---- Listing
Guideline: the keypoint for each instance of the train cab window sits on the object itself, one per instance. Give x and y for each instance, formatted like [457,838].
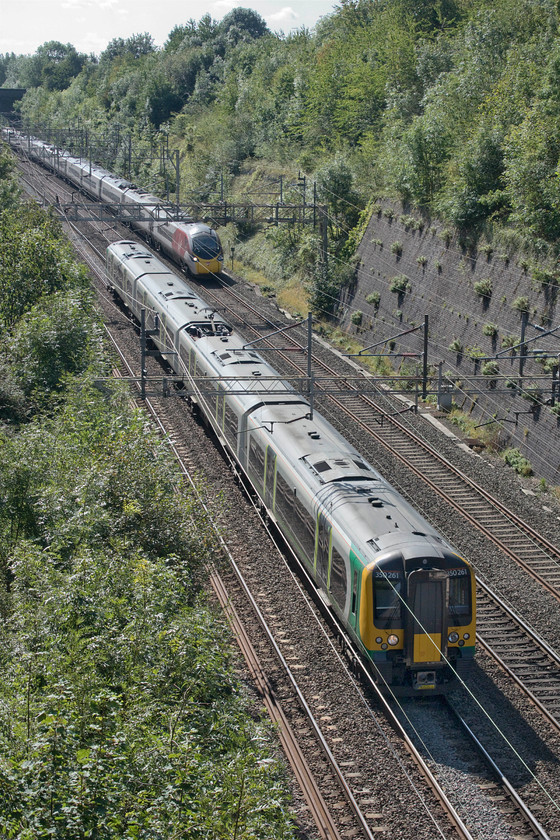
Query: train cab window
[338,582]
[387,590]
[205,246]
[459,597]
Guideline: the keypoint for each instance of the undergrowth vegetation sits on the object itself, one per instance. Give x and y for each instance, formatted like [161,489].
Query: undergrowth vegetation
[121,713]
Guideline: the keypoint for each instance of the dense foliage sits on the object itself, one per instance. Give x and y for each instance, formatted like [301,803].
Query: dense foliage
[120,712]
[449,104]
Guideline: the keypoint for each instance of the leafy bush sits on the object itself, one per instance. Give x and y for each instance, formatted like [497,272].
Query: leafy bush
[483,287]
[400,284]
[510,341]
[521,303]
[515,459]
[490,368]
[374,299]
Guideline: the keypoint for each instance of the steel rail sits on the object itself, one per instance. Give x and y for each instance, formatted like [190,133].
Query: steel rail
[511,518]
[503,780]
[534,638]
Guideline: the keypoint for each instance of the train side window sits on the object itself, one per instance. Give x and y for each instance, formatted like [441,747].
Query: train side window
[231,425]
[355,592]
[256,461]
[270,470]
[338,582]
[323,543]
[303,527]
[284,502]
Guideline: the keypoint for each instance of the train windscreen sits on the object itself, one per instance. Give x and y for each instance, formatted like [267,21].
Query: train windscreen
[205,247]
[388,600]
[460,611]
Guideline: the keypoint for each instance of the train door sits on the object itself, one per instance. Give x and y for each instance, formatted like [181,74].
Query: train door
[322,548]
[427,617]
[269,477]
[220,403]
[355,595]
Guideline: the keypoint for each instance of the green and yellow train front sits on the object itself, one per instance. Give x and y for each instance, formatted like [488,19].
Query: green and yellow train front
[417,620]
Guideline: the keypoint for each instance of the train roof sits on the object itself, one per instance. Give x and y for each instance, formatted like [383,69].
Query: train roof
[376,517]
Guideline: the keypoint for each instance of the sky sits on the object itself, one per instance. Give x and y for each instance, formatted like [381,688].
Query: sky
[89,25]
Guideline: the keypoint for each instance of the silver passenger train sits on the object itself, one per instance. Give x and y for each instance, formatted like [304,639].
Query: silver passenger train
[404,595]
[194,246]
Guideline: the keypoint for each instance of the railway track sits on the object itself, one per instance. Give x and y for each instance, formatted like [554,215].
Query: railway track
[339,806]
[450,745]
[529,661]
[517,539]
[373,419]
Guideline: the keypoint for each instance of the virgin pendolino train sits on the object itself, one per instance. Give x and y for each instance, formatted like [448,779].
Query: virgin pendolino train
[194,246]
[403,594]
--------
Your instructions →
Transcribe the records word for word and include no pictures.

Exercise response →
Guideline: the keypoint for each instance of the train cab window sits on the object itself, one per instance. Give x and y for each instance, formatted like [457,838].
Query: train cab window
[338,582]
[387,590]
[205,246]
[459,597]
Guideline: the keypoint for each instance of the undergrowth vegetation sits on the object itself, one per instance. Give x and y for each instance, formatted like [161,489].
Query: undergrowth vegetation
[121,713]
Guideline: the keypoint for each instance of the dense foliage sits on the object itself, one per instance. Give x and y for each instance, formatted like [301,803].
Query: dense foliage
[120,712]
[449,104]
Guideline: the keypoint for each instance of the leafy bush sits on the object itself, one per instance. Give x and y for each instance, formatted like [497,272].
Query: leafy bush
[483,287]
[400,284]
[510,341]
[521,303]
[515,459]
[490,368]
[374,299]
Guideline: the keypoint for each instance of the steel rail sits on the object itself, one per instance. Give x and y for each instance, formatted like [190,133].
Query: steel rail
[511,518]
[503,780]
[534,638]
Guideline: the keypoint for each instance of the train side window sits on the object itself, one per instance. Give x and y for each instance, formatted like [441,747].
Query: train side window
[231,425]
[355,592]
[256,461]
[270,470]
[338,582]
[323,543]
[303,527]
[284,502]
Guideline: the keypoint for each instance of the train windscreen sits on the object itself, one per instance. Give x and y for each instance, formatted like [267,21].
Query: train windscreen
[205,247]
[388,600]
[460,611]
Guideline: the keypoint for each instance of the train door sits on the object itself, one per instance. Give x and y for each instance, formatted like [181,74].
Query: train door
[322,548]
[427,617]
[269,477]
[220,403]
[355,595]
Guideline: the keypoint for each instance of the green and yellow train front sits on the object itself, one per instance. Give x and y for each instance, formatted like [488,19].
Query: green and yellow train front
[417,620]
Guideline: the keypoint for each instance of the train roof sits on the object itself, one per instance. Give x and y for each instance, formatted like [383,69].
Query: train roof
[376,517]
Guideline: the keypoint for each instance of the sky sits on the object itself, one per instance. Give x and y for each instance, formatted like [381,688].
Query: sky
[89,25]
Guideline: the keypoint for each instance of the silver passenger train sits on the object itself, one per instance. Give x and y for each instance, formatted like [304,639].
Query: silver passenger train
[404,595]
[194,246]
Guideline: the keypoint for each instance of the railway track sits on the object itself, one per instance. Give x and y for each instance, formatted like [554,215].
Query: railway track
[339,806]
[450,745]
[529,661]
[517,539]
[373,419]
Guideline: the keypoint for each instance of the virgin pendolino train sits on the object itself, one per instance. Give x and y for each instance, formatted like [448,779].
Query: virgin pendolino train
[194,246]
[403,594]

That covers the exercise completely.